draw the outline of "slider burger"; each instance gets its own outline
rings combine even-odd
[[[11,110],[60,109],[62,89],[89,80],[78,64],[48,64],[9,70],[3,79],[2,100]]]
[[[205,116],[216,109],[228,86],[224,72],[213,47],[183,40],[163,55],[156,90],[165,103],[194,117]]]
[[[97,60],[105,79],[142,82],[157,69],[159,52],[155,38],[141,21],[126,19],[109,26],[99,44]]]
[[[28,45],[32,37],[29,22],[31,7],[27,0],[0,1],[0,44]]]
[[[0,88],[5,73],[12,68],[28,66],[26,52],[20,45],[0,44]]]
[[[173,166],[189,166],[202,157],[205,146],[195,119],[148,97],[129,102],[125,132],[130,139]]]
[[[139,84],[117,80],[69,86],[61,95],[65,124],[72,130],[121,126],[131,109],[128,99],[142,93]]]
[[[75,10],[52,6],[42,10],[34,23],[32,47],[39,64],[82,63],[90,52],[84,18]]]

---

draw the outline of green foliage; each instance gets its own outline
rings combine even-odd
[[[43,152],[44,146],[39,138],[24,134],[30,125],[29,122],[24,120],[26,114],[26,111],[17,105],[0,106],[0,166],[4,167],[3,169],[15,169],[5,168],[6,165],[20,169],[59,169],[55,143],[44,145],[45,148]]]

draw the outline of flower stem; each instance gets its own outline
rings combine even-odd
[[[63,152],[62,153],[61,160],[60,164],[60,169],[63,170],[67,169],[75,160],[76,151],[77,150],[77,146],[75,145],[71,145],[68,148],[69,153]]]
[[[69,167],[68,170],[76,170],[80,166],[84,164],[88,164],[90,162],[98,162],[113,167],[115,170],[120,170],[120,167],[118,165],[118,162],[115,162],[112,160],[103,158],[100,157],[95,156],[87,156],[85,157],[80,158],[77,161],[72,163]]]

**What you have to do**
How many lines of the entries above contain the word "instance"? Reply with the number alone.

**Exercise result**
3